# [CONSIGNE 1]
Recopiez à l'identique les données, depuis leur toute première ligne jusqu'à la ligne contenant "negative clicks: (259, 174)", celle-ci comprise.

# [EXTRAIT ÉTUDIÉ]
^^^^^^^^^^^^^^^^

Il y a plus d'éloquence peut-être que de méthode dans cette réfutation, essayons d'être plus précis. L'Église catholique croit et professe qu'Adam, par son péché, a non-seulement encouru la colère de Dieu, la mort, la captivité sous l'empire du démon, mais qu'il a dégradé la nature humaine et transmis les effets de ce péché et ce péché même à tous ses descendants, en sorte que ce péché est devenu propre et personnel à tous; c'est là le péché originel448. Les effets et la peine du péché originel sont: 1° la privation de la grâce sanctifiante et du droit au bonheur éternel; 2° le dérèglement de la concupiscence, ou l'inclination au mal; 3° l'assujettissement aux souffrances et à la mort.
Toutes ces blessures, dont Adam était exempt au moment de son péché, et que nous avons reçues avec lui et en lui, comme ce n'est pas notre propre péché qui nous les a faites, il est naturel et conséquent que ce ne soit pas notre propre mérite qui puisse les guérir. Puisqu'en Adam et par Adam ce n'est pas sa personnalité seule, mais la nature humaine qui a été dégradée, puisqu'il nous l'a dès lors transmise, non plus telle qu'il l'avait reçue, mais telle qu'il l'avait faite, la logique veut que cette nature reste telle, indépendamment de nos efforts et de notre volonté, et qu'elle demeure indéfiniment en état de péché originel, si un secours extérieur et surhumain, si une révolution extraordinaire et miraculeuse ne vient la changer et la restaurer.
Si l'on demande pourquoi cela était ainsi, on pose une question en dehors de la foi et au-dessus de la raison. La volonté de Dieu doit être acceptée comme une raison, dit saint Anselme, car elle est toujours raisonnable449.
Il fallait donc un secours et une révolution; or, la première dégradation ayant été consommée par un homme unique, comparable à nul autre, c'était une raisonnable analogie qu'elle fût effacée par un homme également unique, extraordinaire, investi d'une puissance miraculeuse ou supérieure au pouvoir de l'homme, et qui fût à lui seul capable de sauver toute la race qu'à lui seul Adam avait perdue.

^^^^^^^^^^^^^^^^

# [CONSIGNE 2]
Répondez brièvement à ces questions sur l'extrait :
(a) Quels sont les trois effets et peines du péché originel ?
(b) Qui affirme que la volonté de Dieu doit être acceptée comme une raison ?
(c) En Adam et par Adam, qu'est-ce qui a été dégradé, et pas seulement sa personnalité ?

^^^^^^^^^^^^^^^^

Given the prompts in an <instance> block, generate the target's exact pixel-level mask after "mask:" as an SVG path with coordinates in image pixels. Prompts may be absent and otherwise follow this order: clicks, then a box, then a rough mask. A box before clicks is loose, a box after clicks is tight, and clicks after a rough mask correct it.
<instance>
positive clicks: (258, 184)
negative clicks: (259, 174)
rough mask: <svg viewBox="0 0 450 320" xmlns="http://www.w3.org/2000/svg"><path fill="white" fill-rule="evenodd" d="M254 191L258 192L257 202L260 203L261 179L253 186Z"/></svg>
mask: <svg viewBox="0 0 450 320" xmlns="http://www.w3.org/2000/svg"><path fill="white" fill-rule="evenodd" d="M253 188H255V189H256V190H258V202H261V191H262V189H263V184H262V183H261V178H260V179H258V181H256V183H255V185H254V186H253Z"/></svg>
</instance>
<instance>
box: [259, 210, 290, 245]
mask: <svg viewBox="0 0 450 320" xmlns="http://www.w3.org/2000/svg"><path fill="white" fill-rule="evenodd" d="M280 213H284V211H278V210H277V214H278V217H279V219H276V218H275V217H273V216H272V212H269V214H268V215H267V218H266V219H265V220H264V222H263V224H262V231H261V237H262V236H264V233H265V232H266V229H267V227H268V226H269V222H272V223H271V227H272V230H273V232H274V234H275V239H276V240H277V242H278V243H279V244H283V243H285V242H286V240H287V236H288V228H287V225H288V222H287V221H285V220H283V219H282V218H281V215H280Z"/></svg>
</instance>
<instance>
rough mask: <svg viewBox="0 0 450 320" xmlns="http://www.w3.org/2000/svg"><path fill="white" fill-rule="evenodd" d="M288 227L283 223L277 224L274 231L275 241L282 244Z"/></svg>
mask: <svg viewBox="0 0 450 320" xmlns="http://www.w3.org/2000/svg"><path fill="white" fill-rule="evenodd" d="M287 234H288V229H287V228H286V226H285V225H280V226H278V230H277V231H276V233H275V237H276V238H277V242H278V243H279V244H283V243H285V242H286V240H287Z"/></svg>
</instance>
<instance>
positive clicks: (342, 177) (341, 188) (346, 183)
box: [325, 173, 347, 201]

^^^^^^^^^^^^^^^^

# [VOTRE RÉPONSE 1]
Given the prompts in an <instance> block, generate the target's exact pixel-level mask after "mask:" as an SVG path with coordinates in image pixels. Prompts may be absent and otherwise follow this order: clicks, then a box, then a rough mask. A box before clicks is loose, a box after clicks is tight, and clicks after a rough mask correct it.
<instance>
positive clicks: (258, 184)
negative clicks: (259, 174)

# [VOTRE RÉPONSE 2]
(a) La privation de la grâce sanctifiante et du droit au bonheur éternel, le dérèglement de la concupiscence (ou l'inclination au mal), et l'assujettissement aux souffrances et à la mort.
(b) Saint Anselme.
(c) La nature humaine.